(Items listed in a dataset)
━━━━━━━━━━

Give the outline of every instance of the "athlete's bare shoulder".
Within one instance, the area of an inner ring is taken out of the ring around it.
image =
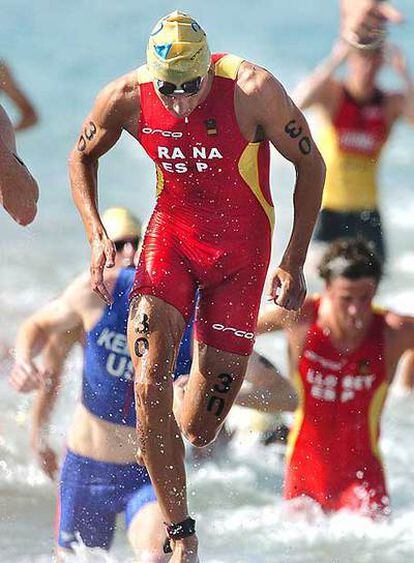
[[[82,272],[67,286],[59,298],[68,309],[78,313],[81,318],[85,311],[94,306],[94,294],[89,279],[89,272]]]
[[[133,70],[107,84],[98,94],[94,113],[103,124],[126,125],[139,115],[140,97],[137,71]]]
[[[237,86],[254,99],[257,99],[257,96],[266,96],[269,91],[281,95],[285,92],[282,84],[271,72],[249,61],[243,61],[240,65]]]
[[[139,113],[138,75],[133,70],[107,84],[97,95],[71,152],[71,167],[76,169],[79,161],[97,161],[124,130],[136,136]]]
[[[240,130],[249,141],[277,138],[296,109],[282,84],[266,69],[243,61],[237,75],[235,109]],[[288,157],[287,157],[288,158]]]
[[[394,332],[400,332],[407,327],[414,326],[414,317],[410,315],[401,315],[395,311],[385,310],[383,311],[383,316],[385,324],[388,330]]]
[[[105,282],[107,284],[108,291],[111,293],[118,275],[118,268],[110,268],[105,273]],[[100,299],[100,297],[91,288],[90,273],[88,271],[82,272],[68,285],[62,294],[62,298],[82,317],[84,314],[89,314],[90,311],[93,311],[96,308],[103,309],[105,306],[102,299]]]
[[[407,104],[407,95],[404,92],[385,92],[385,111],[389,127],[404,117],[405,107]]]
[[[388,353],[400,356],[406,350],[414,349],[414,317],[384,311]]]
[[[248,61],[240,65],[235,110],[247,140],[268,139],[295,166],[312,153],[312,164],[319,163],[322,169],[322,157],[304,115],[271,72]]]
[[[330,119],[338,112],[339,105],[344,96],[344,84],[334,77],[329,77],[320,88],[315,99],[315,105],[325,111]]]

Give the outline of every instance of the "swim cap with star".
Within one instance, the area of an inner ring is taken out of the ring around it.
[[[157,22],[147,46],[147,67],[155,79],[180,86],[205,76],[210,64],[205,31],[191,16],[175,11]]]

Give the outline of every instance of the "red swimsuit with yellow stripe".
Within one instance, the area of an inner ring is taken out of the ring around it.
[[[270,259],[273,206],[269,143],[241,134],[234,91],[242,59],[213,55],[207,98],[179,119],[138,70],[138,139],[157,170],[157,203],[131,296],[154,295],[188,319],[199,301],[195,338],[251,352]]]
[[[295,383],[300,406],[288,444],[285,498],[307,496],[325,510],[387,514],[389,499],[378,448],[388,380],[384,317],[352,353],[340,353],[318,325],[319,300]]]

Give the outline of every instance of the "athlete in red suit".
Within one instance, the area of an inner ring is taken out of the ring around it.
[[[188,516],[183,433],[205,446],[242,384],[270,257],[269,142],[297,172],[294,224],[270,295],[287,309],[306,293],[302,267],[320,207],[325,167],[308,125],[281,84],[234,55],[211,56],[190,16],[174,12],[150,36],[147,65],[98,96],[71,155],[72,191],[92,248],[94,289],[114,248],[97,210],[97,163],[128,131],[157,170],[157,203],[132,291],[141,455],[172,540],[172,561],[196,561]],[[172,380],[185,323],[195,316],[194,362],[183,408]]]
[[[289,436],[285,498],[324,510],[377,517],[390,512],[379,451],[380,419],[396,366],[414,348],[414,318],[375,308],[382,273],[367,244],[333,243],[321,297],[299,314],[264,312],[259,331],[286,328],[299,408]]]

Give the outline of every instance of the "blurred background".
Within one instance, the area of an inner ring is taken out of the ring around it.
[[[399,0],[406,23],[391,32],[414,68],[414,11]],[[27,229],[0,212],[0,558],[11,562],[50,561],[53,548],[54,485],[47,482],[28,446],[30,398],[7,384],[16,329],[32,311],[55,296],[88,265],[89,249],[71,200],[67,157],[97,92],[110,80],[144,62],[149,32],[174,10],[188,11],[206,29],[212,51],[255,61],[291,91],[331,48],[339,14],[332,0],[3,0],[0,58],[36,106],[39,124],[19,134],[18,150],[41,189],[39,215]],[[385,70],[381,81],[398,88]],[[1,99],[15,115],[7,99]],[[312,114],[309,115],[313,123]],[[388,239],[387,276],[379,302],[414,314],[414,139],[401,124],[383,159],[381,199]],[[293,167],[276,153],[272,193],[276,207],[274,261],[290,235]],[[126,134],[102,159],[100,208],[122,205],[143,219],[155,201],[153,164]],[[317,282],[310,279],[311,288]],[[258,348],[283,369],[284,343],[263,337]],[[77,394],[80,359],[71,357],[54,438],[62,449]],[[338,514],[315,515],[317,525],[286,522],[280,485],[283,466],[275,448],[257,455],[257,444],[240,439],[225,464],[210,463],[191,477],[191,507],[202,509],[202,560],[212,562],[412,562],[414,561],[414,414],[412,399],[396,394],[388,402],[383,449],[390,475],[394,518],[388,525]],[[260,553],[261,555],[258,555]],[[111,555],[77,561],[127,561],[118,534]]]

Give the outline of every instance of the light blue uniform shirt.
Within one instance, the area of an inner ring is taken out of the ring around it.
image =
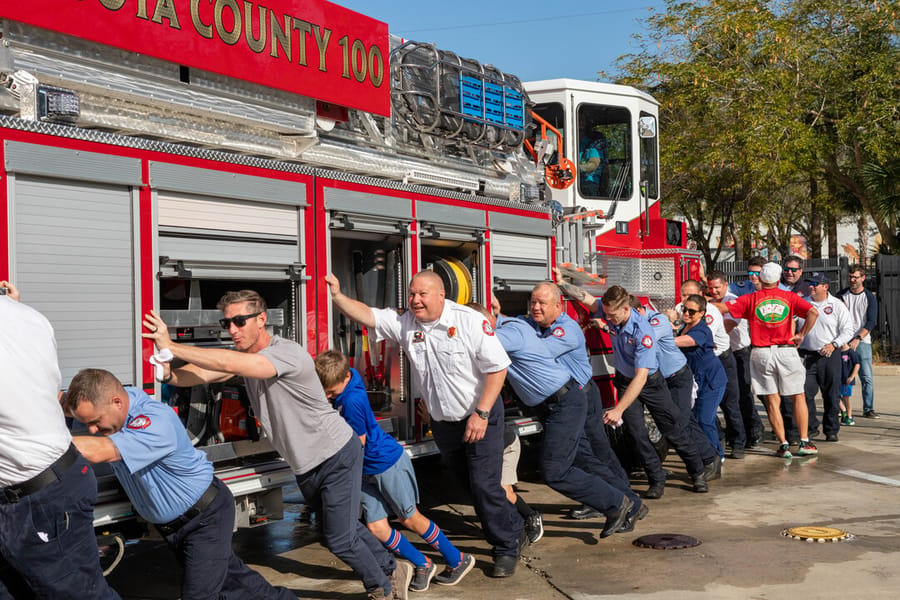
[[[617,373],[634,378],[635,369],[649,369],[650,375],[659,369],[653,328],[636,310],[631,309],[631,316],[623,325],[607,324]]]
[[[559,315],[549,327],[541,327],[531,317],[523,319],[550,348],[550,353],[559,364],[568,369],[572,379],[581,387],[587,385],[594,375],[594,370],[591,368],[591,361],[588,360],[587,344],[581,325],[565,313]]]
[[[212,483],[213,466],[191,445],[171,406],[126,387],[125,426],[109,439],[121,461],[110,463],[135,510],[151,523],[168,523],[192,507]]]
[[[732,281],[728,284],[728,291],[735,296],[743,296],[744,294],[752,294],[756,291],[756,286],[750,280]]]
[[[500,315],[494,333],[512,360],[506,371],[509,382],[526,405],[537,406],[571,379],[549,345],[522,319]]]
[[[659,374],[670,377],[684,368],[687,359],[684,353],[675,345],[675,336],[672,334],[672,324],[669,318],[655,310],[646,309],[644,318],[653,328],[653,339],[656,342],[656,358],[659,361]]]

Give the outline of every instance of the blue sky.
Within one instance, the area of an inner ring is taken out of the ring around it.
[[[333,0],[384,21],[391,33],[431,42],[491,63],[524,81],[597,80],[622,54],[639,49],[631,35],[664,0],[564,3],[536,0]]]

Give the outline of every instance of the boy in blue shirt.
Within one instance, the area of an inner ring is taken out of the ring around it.
[[[424,592],[434,578],[441,585],[456,585],[475,566],[475,557],[463,554],[428,517],[419,512],[419,488],[412,461],[397,440],[375,420],[362,377],[350,367],[346,356],[334,350],[316,357],[316,373],[325,395],[344,417],[365,447],[363,458],[362,508],[369,531],[394,552],[416,567],[409,589]],[[415,531],[428,545],[441,553],[447,563],[435,575],[437,567],[391,527],[388,517],[397,515],[400,524]]]
[[[841,425],[856,425],[850,396],[853,395],[853,384],[858,373],[859,354],[849,344],[844,344],[841,346]]]

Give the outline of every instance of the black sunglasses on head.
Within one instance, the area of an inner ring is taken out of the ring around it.
[[[693,316],[696,315],[697,313],[702,313],[703,311],[700,310],[699,308],[685,308],[683,312],[684,312],[684,314],[686,314],[687,316],[693,317]]]
[[[785,267],[784,270],[790,271],[791,273],[796,273],[797,271],[801,271],[802,269],[800,267]]]
[[[226,329],[226,330],[231,327],[232,323],[234,323],[238,327],[243,327],[244,325],[247,324],[247,321],[249,319],[252,319],[253,317],[258,317],[261,314],[262,314],[262,311],[259,311],[259,312],[253,313],[252,315],[235,315],[235,316],[231,317],[230,319],[219,319],[219,325],[222,326],[222,329]]]

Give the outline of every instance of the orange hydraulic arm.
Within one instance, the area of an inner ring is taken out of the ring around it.
[[[563,156],[562,134],[556,127],[548,123],[546,119],[541,117],[536,112],[531,111],[531,118],[541,124],[540,139],[549,139],[547,137],[548,129],[556,134],[557,162],[556,164],[547,165],[544,168],[544,179],[547,180],[547,185],[549,185],[550,187],[557,190],[564,190],[575,183],[575,163]],[[531,157],[534,158],[535,162],[537,162],[537,152],[535,152],[534,146],[529,140],[525,140],[525,149],[528,150],[528,153],[531,154]]]

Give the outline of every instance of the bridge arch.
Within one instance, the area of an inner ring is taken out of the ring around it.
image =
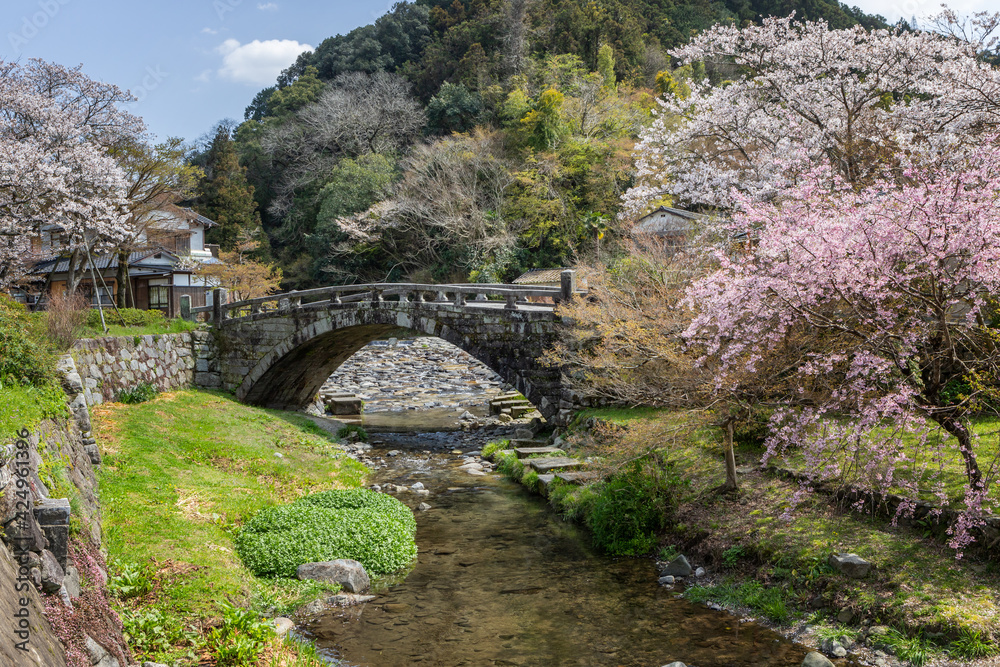
[[[546,418],[570,407],[558,369],[538,357],[556,335],[551,307],[502,302],[322,302],[217,323],[224,388],[255,405],[301,409],[344,361],[373,340],[436,336],[469,353],[534,403]]]

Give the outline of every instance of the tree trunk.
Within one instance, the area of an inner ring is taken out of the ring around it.
[[[115,303],[118,304],[119,308],[129,307],[129,297],[132,297],[133,305],[135,303],[135,297],[132,295],[132,281],[128,274],[128,258],[127,251],[120,250],[118,252],[118,270],[115,273],[115,285],[118,287],[118,293],[115,296]]]
[[[724,491],[737,491],[740,488],[736,479],[736,454],[733,452],[733,423],[735,418],[726,420],[726,483],[722,486]]]
[[[933,419],[941,428],[958,440],[958,449],[965,461],[965,477],[969,480],[969,486],[981,491],[983,489],[983,473],[979,470],[976,451],[972,448],[972,431],[969,430],[969,425],[956,418],[954,414],[939,414]]]
[[[79,248],[69,256],[69,266],[66,267],[66,293],[70,296],[76,294],[76,289],[83,280],[83,271],[78,267],[83,253]]]

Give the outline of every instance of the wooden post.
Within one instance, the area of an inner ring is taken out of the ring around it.
[[[455,292],[455,305],[456,306],[465,305],[465,292]]]
[[[181,319],[190,322],[191,317],[191,295],[181,294]]]
[[[559,274],[559,300],[566,303],[576,293],[576,271],[566,269]]]
[[[225,311],[222,309],[229,302],[229,290],[225,287],[216,287],[212,290],[212,324],[219,326],[225,319]]]
[[[507,305],[504,306],[504,310],[517,310],[517,295],[508,294],[507,295]]]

━━━━━━━━━━

▸ **Your instructions**
Copy every line of the data that holds the string "athlete".

▸ **Response to this exercise**
Give the outline of every instance of the "athlete's bare shoulder".
Give the outline of every instance of the "athlete in red suit".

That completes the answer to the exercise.